Saved entries ▸
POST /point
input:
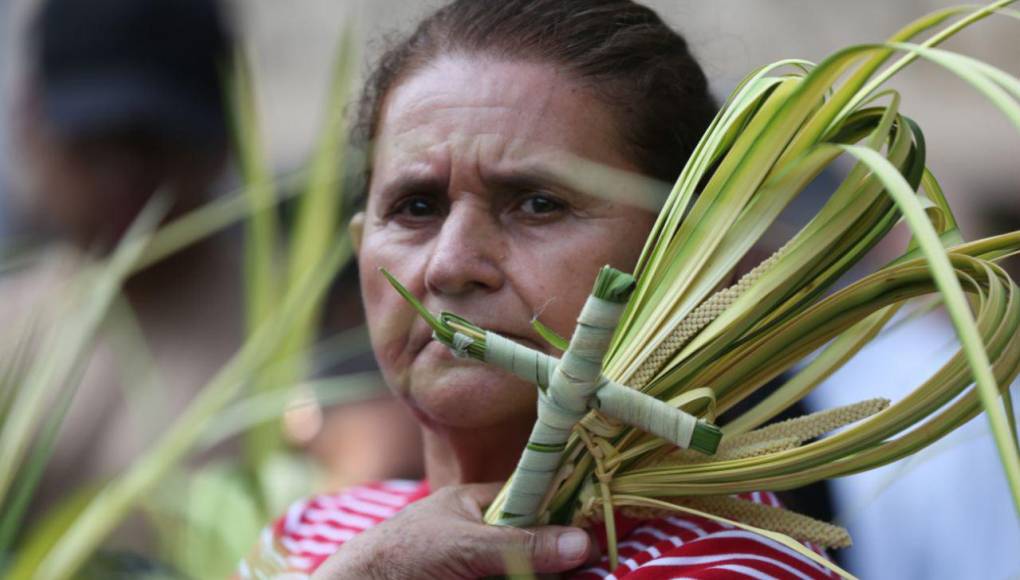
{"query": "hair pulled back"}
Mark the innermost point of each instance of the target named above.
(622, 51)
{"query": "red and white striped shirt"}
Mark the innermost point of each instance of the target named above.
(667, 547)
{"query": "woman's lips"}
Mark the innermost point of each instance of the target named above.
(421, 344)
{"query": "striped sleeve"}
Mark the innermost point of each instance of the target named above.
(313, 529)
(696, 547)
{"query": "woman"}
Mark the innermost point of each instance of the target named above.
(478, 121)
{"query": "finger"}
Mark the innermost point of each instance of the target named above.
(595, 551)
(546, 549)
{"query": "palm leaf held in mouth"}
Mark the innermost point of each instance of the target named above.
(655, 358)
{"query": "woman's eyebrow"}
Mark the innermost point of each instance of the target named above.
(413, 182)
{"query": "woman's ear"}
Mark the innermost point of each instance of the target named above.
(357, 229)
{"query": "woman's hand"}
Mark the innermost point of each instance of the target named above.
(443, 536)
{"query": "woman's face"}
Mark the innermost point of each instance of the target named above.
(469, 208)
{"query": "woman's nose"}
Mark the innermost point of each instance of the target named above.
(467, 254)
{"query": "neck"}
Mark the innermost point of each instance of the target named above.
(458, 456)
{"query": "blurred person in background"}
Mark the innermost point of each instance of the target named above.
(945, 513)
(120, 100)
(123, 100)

==

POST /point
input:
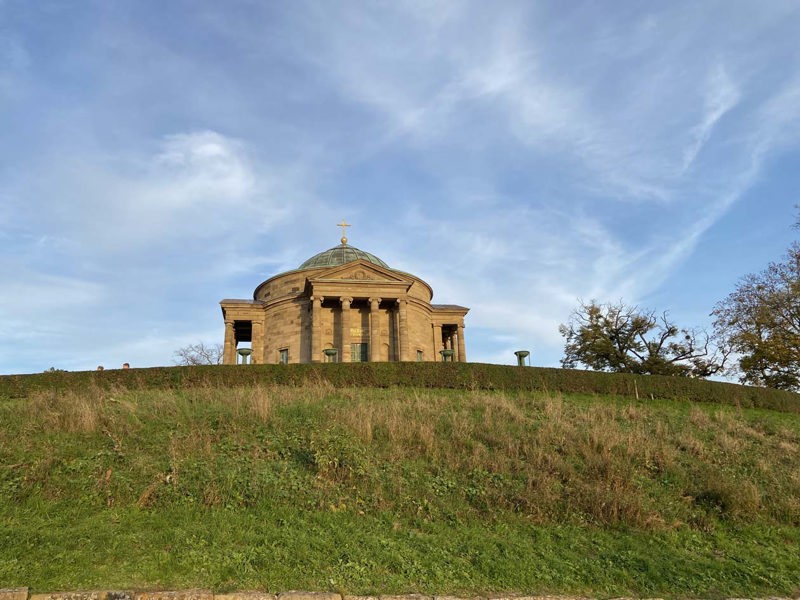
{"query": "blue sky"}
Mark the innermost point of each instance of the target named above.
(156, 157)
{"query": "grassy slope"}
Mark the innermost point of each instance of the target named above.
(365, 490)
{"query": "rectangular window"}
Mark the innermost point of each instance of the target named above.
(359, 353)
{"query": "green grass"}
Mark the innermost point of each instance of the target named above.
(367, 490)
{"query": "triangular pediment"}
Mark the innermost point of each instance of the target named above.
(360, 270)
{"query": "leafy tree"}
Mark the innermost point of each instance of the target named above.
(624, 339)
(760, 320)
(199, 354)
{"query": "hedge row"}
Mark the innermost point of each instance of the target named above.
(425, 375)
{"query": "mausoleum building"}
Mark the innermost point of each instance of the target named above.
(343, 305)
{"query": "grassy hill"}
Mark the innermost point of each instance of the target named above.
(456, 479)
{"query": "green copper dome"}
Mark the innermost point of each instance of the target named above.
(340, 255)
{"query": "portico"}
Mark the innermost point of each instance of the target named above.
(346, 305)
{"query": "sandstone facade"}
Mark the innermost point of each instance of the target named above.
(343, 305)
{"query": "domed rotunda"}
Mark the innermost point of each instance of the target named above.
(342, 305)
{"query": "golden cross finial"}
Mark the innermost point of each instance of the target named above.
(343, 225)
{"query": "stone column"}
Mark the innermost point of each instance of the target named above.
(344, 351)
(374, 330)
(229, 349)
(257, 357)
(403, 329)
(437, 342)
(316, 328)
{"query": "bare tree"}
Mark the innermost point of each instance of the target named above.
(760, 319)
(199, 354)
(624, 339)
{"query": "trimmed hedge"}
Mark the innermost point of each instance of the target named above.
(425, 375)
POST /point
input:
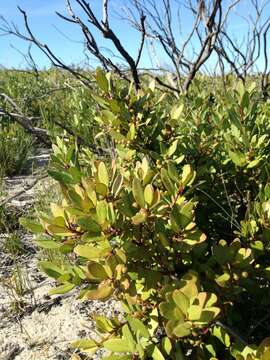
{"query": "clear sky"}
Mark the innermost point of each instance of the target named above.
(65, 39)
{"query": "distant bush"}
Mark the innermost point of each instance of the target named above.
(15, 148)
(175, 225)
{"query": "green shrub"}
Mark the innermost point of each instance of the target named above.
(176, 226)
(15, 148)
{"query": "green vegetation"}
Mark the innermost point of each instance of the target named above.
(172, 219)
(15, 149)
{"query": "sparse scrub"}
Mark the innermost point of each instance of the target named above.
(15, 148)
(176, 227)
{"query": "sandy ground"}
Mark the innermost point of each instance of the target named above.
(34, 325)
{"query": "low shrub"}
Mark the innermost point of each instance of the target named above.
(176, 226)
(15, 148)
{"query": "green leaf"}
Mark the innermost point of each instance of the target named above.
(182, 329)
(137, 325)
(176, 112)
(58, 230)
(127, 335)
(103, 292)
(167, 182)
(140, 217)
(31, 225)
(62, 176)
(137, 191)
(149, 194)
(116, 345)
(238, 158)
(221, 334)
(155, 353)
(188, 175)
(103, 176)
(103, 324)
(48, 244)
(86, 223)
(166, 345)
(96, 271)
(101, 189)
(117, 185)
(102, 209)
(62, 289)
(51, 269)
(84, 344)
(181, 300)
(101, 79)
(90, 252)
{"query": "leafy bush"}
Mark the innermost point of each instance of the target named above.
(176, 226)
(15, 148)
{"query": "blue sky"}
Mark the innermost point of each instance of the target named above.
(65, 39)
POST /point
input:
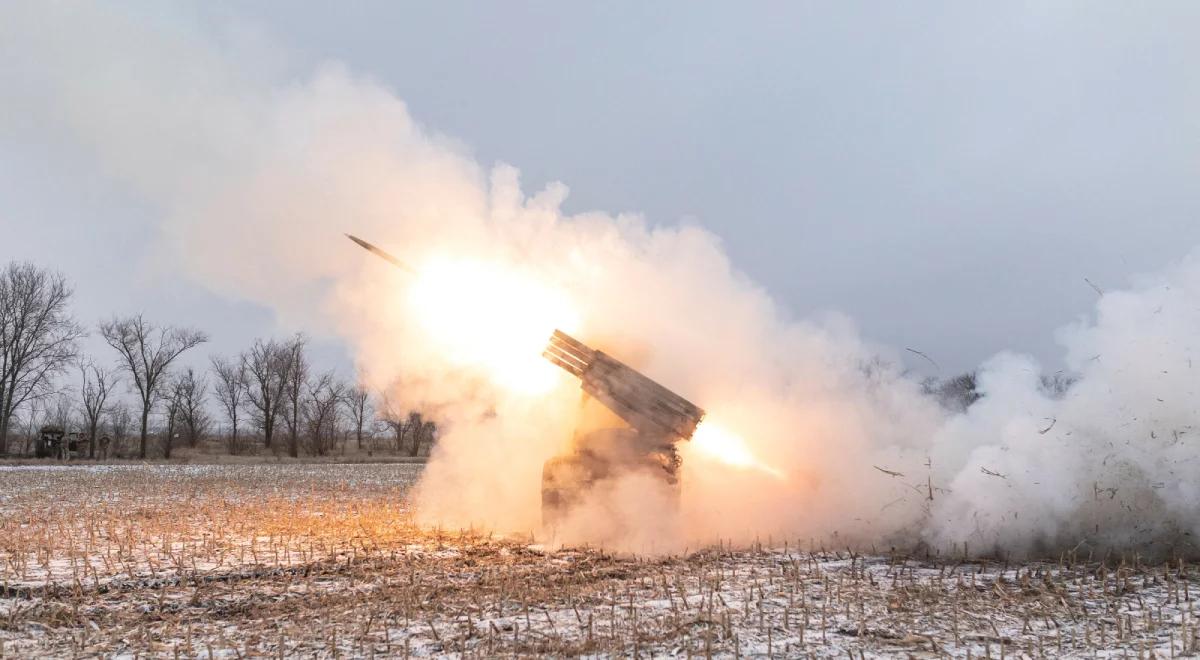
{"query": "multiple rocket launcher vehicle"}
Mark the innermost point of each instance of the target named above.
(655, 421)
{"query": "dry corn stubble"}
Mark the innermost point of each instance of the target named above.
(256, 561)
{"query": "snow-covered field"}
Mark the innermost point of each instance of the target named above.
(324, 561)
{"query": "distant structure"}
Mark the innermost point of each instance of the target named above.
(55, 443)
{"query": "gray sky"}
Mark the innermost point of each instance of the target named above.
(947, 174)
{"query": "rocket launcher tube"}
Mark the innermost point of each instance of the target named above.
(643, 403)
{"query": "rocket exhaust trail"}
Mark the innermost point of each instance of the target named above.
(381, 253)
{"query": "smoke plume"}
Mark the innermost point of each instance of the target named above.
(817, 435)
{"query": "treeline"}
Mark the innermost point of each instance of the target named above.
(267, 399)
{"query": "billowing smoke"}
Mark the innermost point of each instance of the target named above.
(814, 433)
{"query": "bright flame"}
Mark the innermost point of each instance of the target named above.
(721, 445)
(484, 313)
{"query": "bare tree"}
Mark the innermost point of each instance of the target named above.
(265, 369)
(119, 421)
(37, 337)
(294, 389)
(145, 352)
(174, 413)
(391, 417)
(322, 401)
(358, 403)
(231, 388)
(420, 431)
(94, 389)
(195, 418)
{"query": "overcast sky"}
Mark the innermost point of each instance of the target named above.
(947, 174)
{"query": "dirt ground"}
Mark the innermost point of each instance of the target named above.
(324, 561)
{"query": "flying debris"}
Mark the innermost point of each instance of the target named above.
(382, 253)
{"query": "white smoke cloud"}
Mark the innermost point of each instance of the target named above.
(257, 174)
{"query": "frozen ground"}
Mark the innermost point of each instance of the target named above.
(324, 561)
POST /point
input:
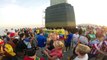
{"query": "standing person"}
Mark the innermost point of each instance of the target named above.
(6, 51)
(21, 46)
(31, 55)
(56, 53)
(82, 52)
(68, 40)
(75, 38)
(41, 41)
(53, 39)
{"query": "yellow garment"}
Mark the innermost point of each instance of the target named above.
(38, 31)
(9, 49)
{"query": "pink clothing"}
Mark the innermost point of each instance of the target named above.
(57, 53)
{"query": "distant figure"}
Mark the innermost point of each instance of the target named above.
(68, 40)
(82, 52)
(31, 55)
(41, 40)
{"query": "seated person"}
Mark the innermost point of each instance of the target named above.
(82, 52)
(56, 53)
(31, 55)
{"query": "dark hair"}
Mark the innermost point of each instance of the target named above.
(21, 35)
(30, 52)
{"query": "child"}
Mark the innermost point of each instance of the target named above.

Task goal ▸ How many lines of the items contain the string "launcher"? Reply with the number only.

Expected answer ▸ 2